## begin RECORDS PROVIDED

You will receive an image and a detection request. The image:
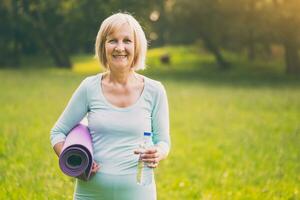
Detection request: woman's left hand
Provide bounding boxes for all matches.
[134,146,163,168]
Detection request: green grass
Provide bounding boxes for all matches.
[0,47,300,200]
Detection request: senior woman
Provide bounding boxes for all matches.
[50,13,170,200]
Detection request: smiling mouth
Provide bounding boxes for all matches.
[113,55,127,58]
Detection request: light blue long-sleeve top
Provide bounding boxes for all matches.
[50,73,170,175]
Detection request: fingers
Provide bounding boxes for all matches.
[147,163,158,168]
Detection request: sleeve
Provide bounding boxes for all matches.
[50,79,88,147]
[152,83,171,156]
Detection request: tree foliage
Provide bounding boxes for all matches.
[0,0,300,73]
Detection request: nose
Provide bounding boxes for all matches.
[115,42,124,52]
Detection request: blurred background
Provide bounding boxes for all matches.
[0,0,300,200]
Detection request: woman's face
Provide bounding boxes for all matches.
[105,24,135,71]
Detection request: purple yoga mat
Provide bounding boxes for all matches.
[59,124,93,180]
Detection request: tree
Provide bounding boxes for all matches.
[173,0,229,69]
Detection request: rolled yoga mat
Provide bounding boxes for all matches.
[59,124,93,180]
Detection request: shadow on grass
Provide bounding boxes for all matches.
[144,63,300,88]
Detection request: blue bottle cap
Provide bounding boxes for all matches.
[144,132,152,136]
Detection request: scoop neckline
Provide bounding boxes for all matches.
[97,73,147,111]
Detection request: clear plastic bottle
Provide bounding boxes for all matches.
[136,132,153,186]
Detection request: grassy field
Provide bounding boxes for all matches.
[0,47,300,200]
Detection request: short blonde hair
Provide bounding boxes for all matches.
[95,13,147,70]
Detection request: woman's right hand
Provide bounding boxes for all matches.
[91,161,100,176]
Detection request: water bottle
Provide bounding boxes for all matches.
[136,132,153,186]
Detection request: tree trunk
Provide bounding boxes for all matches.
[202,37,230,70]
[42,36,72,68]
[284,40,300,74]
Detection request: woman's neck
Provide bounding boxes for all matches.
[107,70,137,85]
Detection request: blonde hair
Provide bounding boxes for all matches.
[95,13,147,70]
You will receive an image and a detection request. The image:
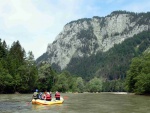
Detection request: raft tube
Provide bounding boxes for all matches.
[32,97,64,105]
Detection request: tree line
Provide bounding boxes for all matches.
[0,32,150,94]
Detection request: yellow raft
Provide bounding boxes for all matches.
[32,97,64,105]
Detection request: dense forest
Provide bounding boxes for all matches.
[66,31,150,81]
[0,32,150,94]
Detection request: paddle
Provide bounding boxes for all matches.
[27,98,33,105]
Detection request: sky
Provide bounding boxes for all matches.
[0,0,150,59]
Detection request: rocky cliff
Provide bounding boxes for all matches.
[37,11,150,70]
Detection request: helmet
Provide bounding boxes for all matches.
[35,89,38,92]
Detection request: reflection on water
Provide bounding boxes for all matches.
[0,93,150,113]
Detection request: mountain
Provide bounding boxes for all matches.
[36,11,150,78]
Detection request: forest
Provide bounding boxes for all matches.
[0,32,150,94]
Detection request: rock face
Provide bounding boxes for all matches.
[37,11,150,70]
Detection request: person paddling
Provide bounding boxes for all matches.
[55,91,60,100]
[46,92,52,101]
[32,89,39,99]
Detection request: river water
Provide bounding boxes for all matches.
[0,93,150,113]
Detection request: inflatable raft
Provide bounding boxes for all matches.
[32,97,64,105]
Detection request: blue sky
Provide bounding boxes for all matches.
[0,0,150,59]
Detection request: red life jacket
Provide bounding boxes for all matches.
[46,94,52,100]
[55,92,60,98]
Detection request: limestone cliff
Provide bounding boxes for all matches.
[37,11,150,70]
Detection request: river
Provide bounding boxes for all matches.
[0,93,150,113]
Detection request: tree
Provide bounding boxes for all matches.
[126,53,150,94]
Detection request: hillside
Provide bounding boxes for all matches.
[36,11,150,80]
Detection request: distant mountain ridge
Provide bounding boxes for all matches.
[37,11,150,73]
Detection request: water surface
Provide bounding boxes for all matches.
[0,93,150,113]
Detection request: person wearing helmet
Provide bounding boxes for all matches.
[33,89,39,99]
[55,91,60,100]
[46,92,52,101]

## end RECORDS PROVIDED
## begin RECORDS PROVIDED

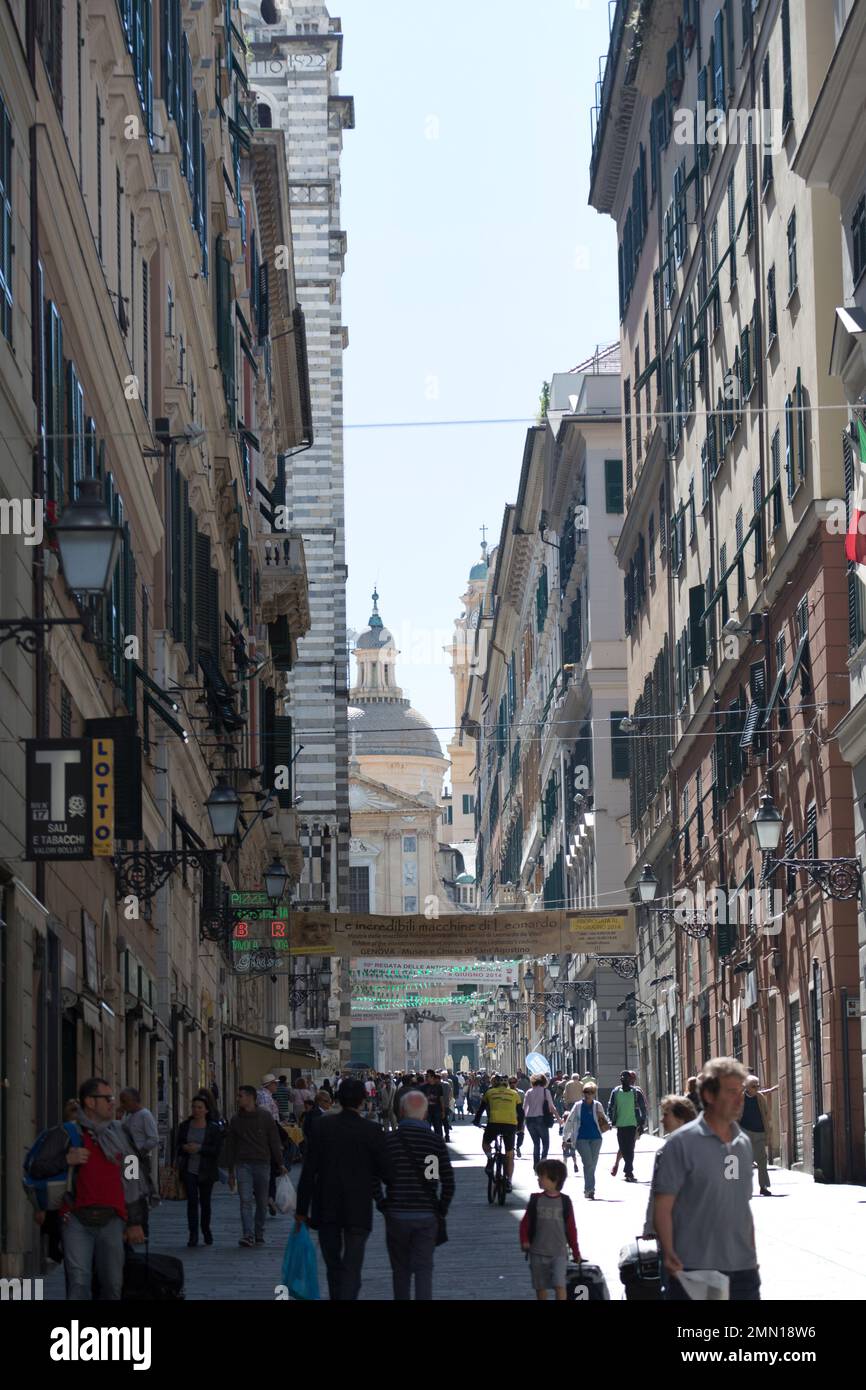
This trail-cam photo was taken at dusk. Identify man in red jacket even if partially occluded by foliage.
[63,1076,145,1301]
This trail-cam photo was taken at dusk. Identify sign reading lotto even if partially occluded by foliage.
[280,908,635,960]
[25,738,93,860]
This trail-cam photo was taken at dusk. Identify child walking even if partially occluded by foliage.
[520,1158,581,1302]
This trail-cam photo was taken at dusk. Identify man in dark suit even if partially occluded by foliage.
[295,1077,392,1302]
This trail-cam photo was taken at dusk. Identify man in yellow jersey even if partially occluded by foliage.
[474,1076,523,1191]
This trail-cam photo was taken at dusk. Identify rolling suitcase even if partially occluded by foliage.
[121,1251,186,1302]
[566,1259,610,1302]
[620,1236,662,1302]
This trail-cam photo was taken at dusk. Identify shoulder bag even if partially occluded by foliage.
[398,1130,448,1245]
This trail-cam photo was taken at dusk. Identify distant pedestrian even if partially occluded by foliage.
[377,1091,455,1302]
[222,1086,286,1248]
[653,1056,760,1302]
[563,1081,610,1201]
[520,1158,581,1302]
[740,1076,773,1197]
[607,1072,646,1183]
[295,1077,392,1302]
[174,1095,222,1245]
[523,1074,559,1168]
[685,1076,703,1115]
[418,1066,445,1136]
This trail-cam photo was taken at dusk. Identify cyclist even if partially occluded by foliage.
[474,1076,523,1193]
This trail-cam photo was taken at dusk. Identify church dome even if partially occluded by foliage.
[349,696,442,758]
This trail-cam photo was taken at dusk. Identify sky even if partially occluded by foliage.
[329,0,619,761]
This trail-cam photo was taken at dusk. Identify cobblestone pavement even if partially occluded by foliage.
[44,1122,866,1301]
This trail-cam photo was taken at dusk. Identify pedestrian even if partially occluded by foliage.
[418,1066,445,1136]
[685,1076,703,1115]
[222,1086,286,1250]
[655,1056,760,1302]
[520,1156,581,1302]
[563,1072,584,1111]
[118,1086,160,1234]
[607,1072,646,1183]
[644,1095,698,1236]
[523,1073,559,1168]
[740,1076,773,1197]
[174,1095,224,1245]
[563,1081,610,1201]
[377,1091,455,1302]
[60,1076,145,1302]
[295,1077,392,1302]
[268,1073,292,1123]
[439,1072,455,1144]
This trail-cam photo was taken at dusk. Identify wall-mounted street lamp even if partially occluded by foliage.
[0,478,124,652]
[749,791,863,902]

## end RECORDS PROVIDED
## begin RECORDS PROVIDED

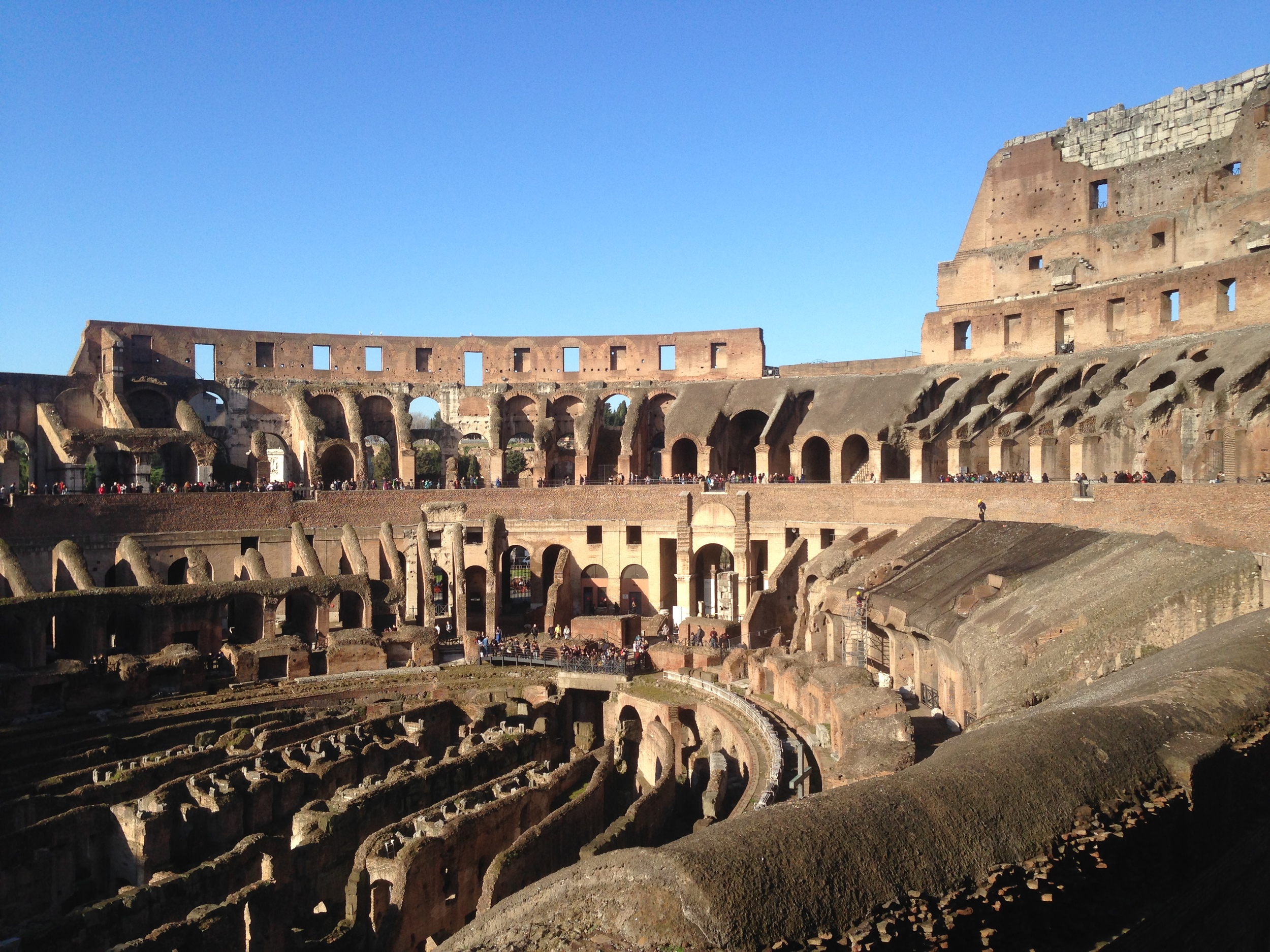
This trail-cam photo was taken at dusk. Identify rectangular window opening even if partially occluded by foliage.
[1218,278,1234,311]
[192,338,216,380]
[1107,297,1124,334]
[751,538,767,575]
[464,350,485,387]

## end RECORDS PROVIDED

*WORK REQUIRED*
Please rewrite the data between the line holding "This trail-cam photo was taken at dusk. Identify church" and the line holding "[44,1122,866,1301]", inclusive, keeping the text lines as they are but multiplying each bounding-box coordinate by 1.5 and rounding to whole numbers, with halves rounded up. Give only those lines.

*RESULT*
This trail-cam photo was taken at dusk. Identify church dome even if partially occluded by foliage.
[524,1044,663,1137]
This trail-cam photo was taken at dusk. Identify sky even if partially occluded by foliage.
[494,0,929,1142]
This trail-cam photo was taken at dusk. Identify cobblestone pavement even if partially occluded by foliage.
[66,1683,1299,1952]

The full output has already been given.